» **Obiettivo**
Rispondi alle domande seguenti in base alla recensione del film Non è ancora domani riportata più avanti.
1. Su quale formato di pellicola è girato il film?
2. In quale zona Patti e Walter improvvisano i loro spettacoli?
3. Come si chiama il cane che fugge oltre il recinto di lamiere?

» **Documento**
┄┄┄┄┄┄┄┄┄┄┄┄┄┄┄┄┄┄┄┄

Non è ancora domani (La Pivellina) PDF 
Giulia Palmieri   

Il realismo di herzoghiana memoria che impregna la super 16millimetri di Non è ancora domani sembra confermare il sentiero su cui Tizza Covi e Rainer Frimmel hanno deciso di incamminarsi dai tempi di Babooska. Non un documentario, non una fiction: è questo il segreto della delicatezza di una storia che potrebbe essere reale, ma che di fatto non lo è, o per lo meno non completamente.

A distanza di cinque anni da quel secondo lavoro insieme, è ancora una volta il circo il naturale burattinaio delle esistenze presentate sul grande schermo: Patti (Gerardi) è un’artista di strada che assieme al marito Walter (Saabel) improvvisa spettacoli in quel di San Basilio, alla periferia di Roma. Le vite nomadi dei due scorrono tranquille nel naturale grigiore di uno sfondo spoglio e umile, dove il degrado irrompe a sprazzi e la diffidenza regna sovrana. Eppure un giorno, Ercole, il cane, fugge al di là del recinto di lamiere in mezzo a cui la loro roulotte è incastonata e Patti, con l’apprensione di chi teme di aver perso qualcosa di caro, si mette alla sua ricerca vagando tra parchi e sobborghi. Troverà qualcosa di più prezioso: una bimba in rosa che riaccende in lei un irrefrenabile istinto materno. “Aia” (così ci viene presenta) è rimasta a penzoloni su un’altalena, abbandonata, o forse solo momentaneamente parcheggiata in attesa di tempi migliori. Patti aspetta, e quando nessuno si fa avanti decide di portarla con sé nel suo mondo clownesco, dove non vi è confine netto tra malinconia e serenità. La razionalità contrariata di Walter (“Avresti dovuto andare alla polizia”) viene subito azzerata dal sorriso sdentato di Asia (questo il nome ricostruito a partire dai versi caratteristici di chi ha solo due anni), la quale non sembra soffrire troppo dell’improvvisa scomparsa della madre. Merito di Tairo (Caroli), adolescente e temporaneo fratellone che preferisce trascurare la partitella di calcetto e mollare la ragazza pur di giocare con la sua nuova “pivellina”. Tutti insieme si faranno travolgere da questa “mina vagante”, esplosiva almeno quanto la Verdun di Pennac, nel ciclo dei Malaussène, in  un climax  di suggestioni e situazioni a loro modo normalmente straordinarie.

┄┄┄┄┄┄┄┄┄┄┄┄┄┄┄┄┄┄┄┄

» **Righe di dati**
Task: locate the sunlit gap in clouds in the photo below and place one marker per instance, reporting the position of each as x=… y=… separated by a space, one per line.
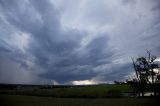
x=75 y=41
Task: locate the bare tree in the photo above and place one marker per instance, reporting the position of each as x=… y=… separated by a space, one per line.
x=144 y=69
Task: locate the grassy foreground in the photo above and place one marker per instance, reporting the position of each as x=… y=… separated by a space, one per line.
x=20 y=100
x=95 y=91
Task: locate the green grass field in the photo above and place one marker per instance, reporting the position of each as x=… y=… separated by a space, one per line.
x=20 y=100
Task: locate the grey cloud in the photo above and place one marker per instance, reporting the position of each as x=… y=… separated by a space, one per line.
x=55 y=52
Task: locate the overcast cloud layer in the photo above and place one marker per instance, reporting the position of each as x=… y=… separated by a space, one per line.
x=74 y=40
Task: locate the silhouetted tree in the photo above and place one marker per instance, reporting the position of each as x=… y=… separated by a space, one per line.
x=146 y=76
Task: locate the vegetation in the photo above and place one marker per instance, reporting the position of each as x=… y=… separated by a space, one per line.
x=94 y=91
x=20 y=100
x=147 y=78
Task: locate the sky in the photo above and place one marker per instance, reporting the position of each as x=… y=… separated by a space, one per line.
x=75 y=41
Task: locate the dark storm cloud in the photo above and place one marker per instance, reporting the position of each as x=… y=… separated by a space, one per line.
x=54 y=40
x=54 y=49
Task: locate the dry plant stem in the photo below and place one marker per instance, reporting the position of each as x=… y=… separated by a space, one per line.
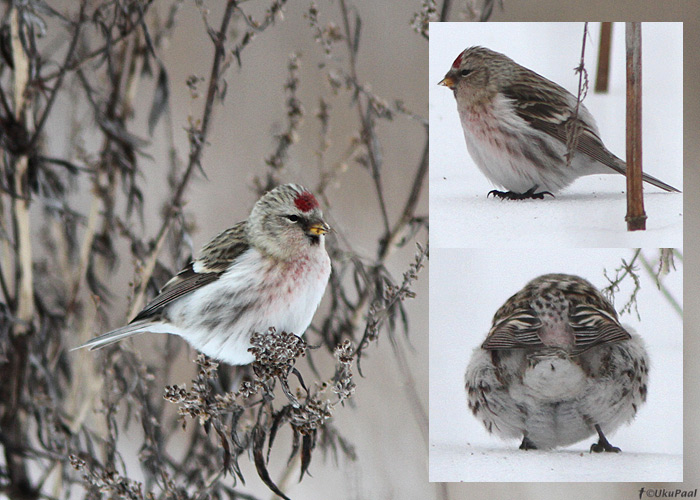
x=662 y=288
x=368 y=135
x=25 y=289
x=603 y=71
x=573 y=126
x=196 y=148
x=636 y=218
x=388 y=244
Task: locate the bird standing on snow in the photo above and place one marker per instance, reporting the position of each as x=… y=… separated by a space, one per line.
x=268 y=271
x=557 y=367
x=516 y=125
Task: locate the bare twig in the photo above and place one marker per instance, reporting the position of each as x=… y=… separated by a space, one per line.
x=603 y=72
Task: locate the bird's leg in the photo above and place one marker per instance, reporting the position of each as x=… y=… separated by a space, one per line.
x=603 y=444
x=527 y=444
x=530 y=194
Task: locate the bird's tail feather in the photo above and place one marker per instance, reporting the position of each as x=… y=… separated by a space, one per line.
x=116 y=335
x=620 y=167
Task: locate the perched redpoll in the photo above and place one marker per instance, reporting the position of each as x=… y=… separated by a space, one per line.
x=268 y=271
x=517 y=123
x=557 y=367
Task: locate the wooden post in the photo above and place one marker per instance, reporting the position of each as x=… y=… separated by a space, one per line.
x=636 y=218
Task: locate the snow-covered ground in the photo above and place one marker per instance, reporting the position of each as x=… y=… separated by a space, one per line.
x=591 y=212
x=467 y=286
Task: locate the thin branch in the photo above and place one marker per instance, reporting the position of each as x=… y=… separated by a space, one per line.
x=197 y=142
x=368 y=134
x=59 y=82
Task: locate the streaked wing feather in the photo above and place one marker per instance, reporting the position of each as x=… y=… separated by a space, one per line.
x=518 y=330
x=185 y=282
x=215 y=259
x=593 y=326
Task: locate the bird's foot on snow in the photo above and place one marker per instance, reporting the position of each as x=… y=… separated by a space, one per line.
x=527 y=444
x=530 y=194
x=603 y=444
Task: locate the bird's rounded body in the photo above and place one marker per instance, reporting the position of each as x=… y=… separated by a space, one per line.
x=519 y=127
x=555 y=365
x=269 y=271
x=537 y=161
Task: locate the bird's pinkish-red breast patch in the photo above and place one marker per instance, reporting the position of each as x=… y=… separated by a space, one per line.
x=306 y=202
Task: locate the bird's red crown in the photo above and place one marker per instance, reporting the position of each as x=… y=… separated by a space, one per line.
x=306 y=202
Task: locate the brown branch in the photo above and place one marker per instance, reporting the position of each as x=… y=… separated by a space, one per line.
x=61 y=74
x=368 y=135
x=197 y=142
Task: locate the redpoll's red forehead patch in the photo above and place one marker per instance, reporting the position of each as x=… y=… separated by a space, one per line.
x=306 y=202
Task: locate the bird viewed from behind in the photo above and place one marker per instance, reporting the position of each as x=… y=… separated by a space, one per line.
x=557 y=367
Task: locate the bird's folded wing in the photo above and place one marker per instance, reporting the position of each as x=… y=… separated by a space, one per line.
x=216 y=257
x=593 y=326
x=517 y=330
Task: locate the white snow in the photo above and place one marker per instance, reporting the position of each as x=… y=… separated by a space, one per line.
x=591 y=212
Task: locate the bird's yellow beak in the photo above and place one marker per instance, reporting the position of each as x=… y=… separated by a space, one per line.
x=319 y=228
x=447 y=82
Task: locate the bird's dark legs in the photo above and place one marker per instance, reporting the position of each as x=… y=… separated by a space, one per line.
x=527 y=444
x=530 y=194
x=603 y=444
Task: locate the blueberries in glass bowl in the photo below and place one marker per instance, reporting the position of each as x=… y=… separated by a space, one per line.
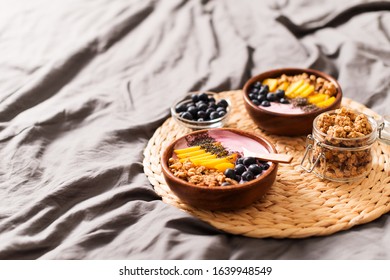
x=201 y=110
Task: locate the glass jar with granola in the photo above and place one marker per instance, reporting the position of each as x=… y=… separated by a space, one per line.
x=339 y=149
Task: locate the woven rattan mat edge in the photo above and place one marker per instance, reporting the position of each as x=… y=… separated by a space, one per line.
x=299 y=204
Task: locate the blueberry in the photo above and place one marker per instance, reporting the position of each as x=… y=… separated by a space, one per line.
x=221 y=113
x=193 y=111
x=265 y=103
x=261 y=98
x=271 y=97
x=247 y=176
x=252 y=96
x=284 y=101
x=204 y=97
x=213 y=105
x=209 y=111
x=265 y=166
x=257 y=84
x=255 y=169
x=280 y=93
x=190 y=104
x=256 y=102
x=263 y=91
x=202 y=106
x=214 y=115
x=240 y=168
x=230 y=173
x=222 y=103
x=186 y=115
x=181 y=108
x=202 y=114
x=249 y=160
x=195 y=98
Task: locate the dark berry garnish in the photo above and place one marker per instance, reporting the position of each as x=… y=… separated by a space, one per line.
x=202 y=114
x=202 y=106
x=271 y=96
x=193 y=111
x=284 y=101
x=265 y=166
x=249 y=160
x=230 y=173
x=252 y=96
x=214 y=115
x=264 y=89
x=261 y=98
x=195 y=98
x=222 y=103
x=255 y=169
x=190 y=104
x=247 y=176
x=181 y=108
x=221 y=113
x=265 y=103
x=257 y=103
x=211 y=99
x=186 y=115
x=209 y=111
x=257 y=84
x=239 y=169
x=279 y=93
x=204 y=97
x=213 y=105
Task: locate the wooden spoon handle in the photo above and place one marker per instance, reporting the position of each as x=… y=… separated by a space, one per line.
x=281 y=158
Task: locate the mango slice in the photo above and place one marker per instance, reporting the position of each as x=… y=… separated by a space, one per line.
x=284 y=86
x=317 y=98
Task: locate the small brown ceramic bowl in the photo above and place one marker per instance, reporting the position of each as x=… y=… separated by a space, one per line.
x=285 y=123
x=222 y=197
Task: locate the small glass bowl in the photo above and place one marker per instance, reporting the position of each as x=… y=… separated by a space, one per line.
x=195 y=125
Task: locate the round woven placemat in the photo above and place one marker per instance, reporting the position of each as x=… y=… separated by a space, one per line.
x=298 y=204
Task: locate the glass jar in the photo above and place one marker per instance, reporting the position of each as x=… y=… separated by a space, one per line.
x=341 y=159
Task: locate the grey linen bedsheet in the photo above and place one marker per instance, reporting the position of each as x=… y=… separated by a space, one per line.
x=84 y=85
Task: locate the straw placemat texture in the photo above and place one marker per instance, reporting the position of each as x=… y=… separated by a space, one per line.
x=299 y=204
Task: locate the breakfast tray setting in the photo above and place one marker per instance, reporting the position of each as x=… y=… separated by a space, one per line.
x=299 y=204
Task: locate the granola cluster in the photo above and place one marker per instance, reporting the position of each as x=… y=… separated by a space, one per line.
x=344 y=124
x=340 y=161
x=198 y=175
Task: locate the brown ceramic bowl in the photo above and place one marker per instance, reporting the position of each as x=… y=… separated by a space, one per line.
x=284 y=123
x=222 y=197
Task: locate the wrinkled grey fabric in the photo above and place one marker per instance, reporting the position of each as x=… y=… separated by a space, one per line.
x=84 y=85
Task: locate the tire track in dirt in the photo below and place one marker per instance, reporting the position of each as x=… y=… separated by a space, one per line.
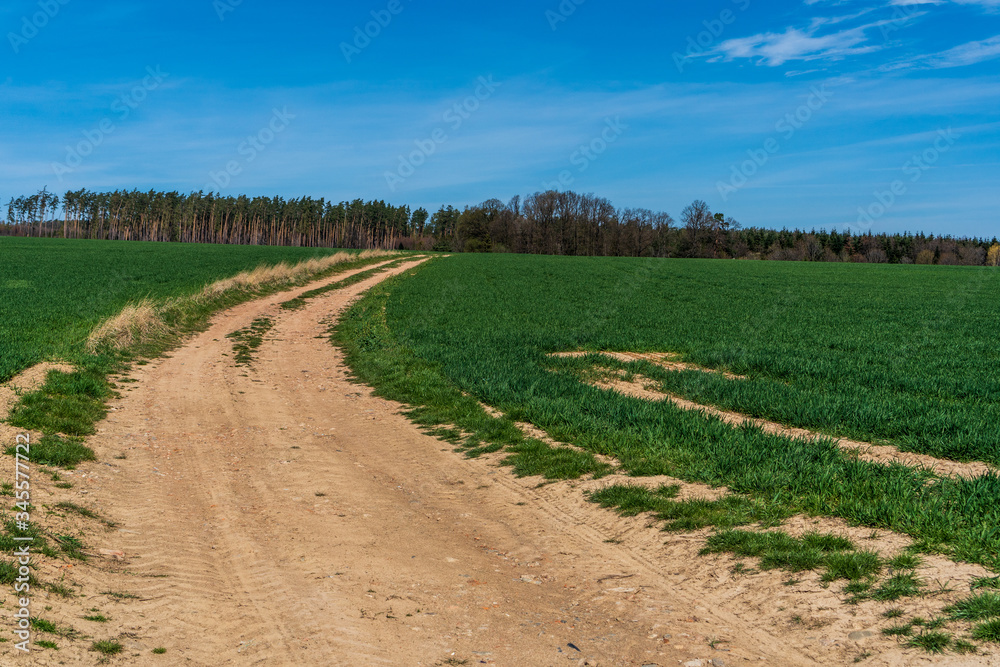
x=301 y=521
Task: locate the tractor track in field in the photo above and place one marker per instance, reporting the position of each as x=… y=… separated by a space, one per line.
x=282 y=515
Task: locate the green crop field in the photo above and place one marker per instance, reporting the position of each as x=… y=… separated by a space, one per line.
x=905 y=355
x=53 y=291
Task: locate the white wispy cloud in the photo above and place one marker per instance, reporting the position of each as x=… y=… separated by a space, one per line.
x=794 y=44
x=970 y=53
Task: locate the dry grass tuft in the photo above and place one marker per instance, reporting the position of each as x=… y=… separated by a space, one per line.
x=284 y=273
x=135 y=322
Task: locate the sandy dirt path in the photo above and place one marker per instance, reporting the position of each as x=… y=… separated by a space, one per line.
x=282 y=515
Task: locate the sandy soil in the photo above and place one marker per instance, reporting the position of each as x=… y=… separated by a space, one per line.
x=281 y=515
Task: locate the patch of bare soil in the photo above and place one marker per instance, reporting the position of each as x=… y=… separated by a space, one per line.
x=667 y=360
x=282 y=515
x=644 y=388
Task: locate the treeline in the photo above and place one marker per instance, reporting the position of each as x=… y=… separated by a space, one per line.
x=567 y=223
x=210 y=218
x=551 y=223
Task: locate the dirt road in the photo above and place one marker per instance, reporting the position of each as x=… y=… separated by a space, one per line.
x=281 y=515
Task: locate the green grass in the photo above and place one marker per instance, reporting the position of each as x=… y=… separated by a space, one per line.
x=56 y=450
x=43 y=625
x=976 y=608
x=903 y=584
x=54 y=291
x=777 y=549
x=905 y=561
x=727 y=512
x=118 y=595
x=892 y=354
x=985 y=582
x=988 y=631
x=107 y=647
x=904 y=630
x=852 y=565
x=932 y=642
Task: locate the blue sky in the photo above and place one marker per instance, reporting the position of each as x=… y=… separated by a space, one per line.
x=881 y=116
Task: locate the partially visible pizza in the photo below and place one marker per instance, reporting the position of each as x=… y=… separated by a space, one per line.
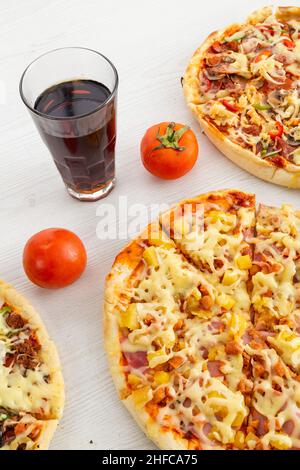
x=202 y=325
x=31 y=383
x=243 y=86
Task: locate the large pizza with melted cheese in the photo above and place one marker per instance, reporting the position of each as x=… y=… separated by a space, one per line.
x=202 y=325
x=243 y=85
x=31 y=383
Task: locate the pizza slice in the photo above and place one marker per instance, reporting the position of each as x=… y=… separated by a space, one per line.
x=31 y=383
x=179 y=368
x=241 y=84
x=24 y=432
x=275 y=280
x=274 y=420
x=215 y=232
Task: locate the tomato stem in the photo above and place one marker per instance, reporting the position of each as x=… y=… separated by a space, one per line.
x=171 y=137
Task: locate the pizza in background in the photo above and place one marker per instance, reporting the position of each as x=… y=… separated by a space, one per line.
x=202 y=325
x=31 y=383
x=243 y=86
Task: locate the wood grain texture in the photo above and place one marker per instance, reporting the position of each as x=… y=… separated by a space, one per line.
x=150 y=42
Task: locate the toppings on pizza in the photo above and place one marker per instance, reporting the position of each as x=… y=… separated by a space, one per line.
x=208 y=326
x=31 y=387
x=244 y=82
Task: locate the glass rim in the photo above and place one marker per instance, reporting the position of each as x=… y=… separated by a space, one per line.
x=79 y=116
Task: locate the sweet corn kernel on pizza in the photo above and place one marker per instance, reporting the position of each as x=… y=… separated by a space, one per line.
x=202 y=325
x=243 y=86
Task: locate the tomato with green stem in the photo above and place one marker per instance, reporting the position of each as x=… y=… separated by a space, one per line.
x=169 y=150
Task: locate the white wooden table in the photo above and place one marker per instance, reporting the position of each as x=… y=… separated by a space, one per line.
x=150 y=43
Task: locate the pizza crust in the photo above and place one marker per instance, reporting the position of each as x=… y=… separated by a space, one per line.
x=49 y=355
x=49 y=428
x=246 y=159
x=116 y=282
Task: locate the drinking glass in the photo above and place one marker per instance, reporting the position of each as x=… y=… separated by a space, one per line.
x=83 y=145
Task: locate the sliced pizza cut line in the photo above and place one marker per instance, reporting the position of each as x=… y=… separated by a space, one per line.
x=275 y=296
x=274 y=420
x=223 y=250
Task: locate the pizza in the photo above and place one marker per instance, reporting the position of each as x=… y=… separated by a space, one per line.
x=202 y=325
x=31 y=383
x=243 y=86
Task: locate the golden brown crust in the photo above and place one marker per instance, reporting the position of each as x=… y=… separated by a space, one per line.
x=117 y=281
x=246 y=159
x=48 y=354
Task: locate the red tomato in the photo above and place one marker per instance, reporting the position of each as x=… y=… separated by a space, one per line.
x=278 y=132
x=169 y=150
x=230 y=106
x=54 y=258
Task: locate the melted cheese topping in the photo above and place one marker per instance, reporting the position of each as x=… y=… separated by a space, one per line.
x=204 y=373
x=249 y=85
x=23 y=389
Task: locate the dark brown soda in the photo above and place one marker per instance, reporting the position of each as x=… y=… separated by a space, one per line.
x=83 y=148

┄┄┄┄┄┄┄┄┄┄┄┄┄┄┄┄┄┄┄┄

» **Esercizio svolto**
1. Super 16 millimetri.
2. A San Basilio, alla periferia di Roma.
3. Ercole.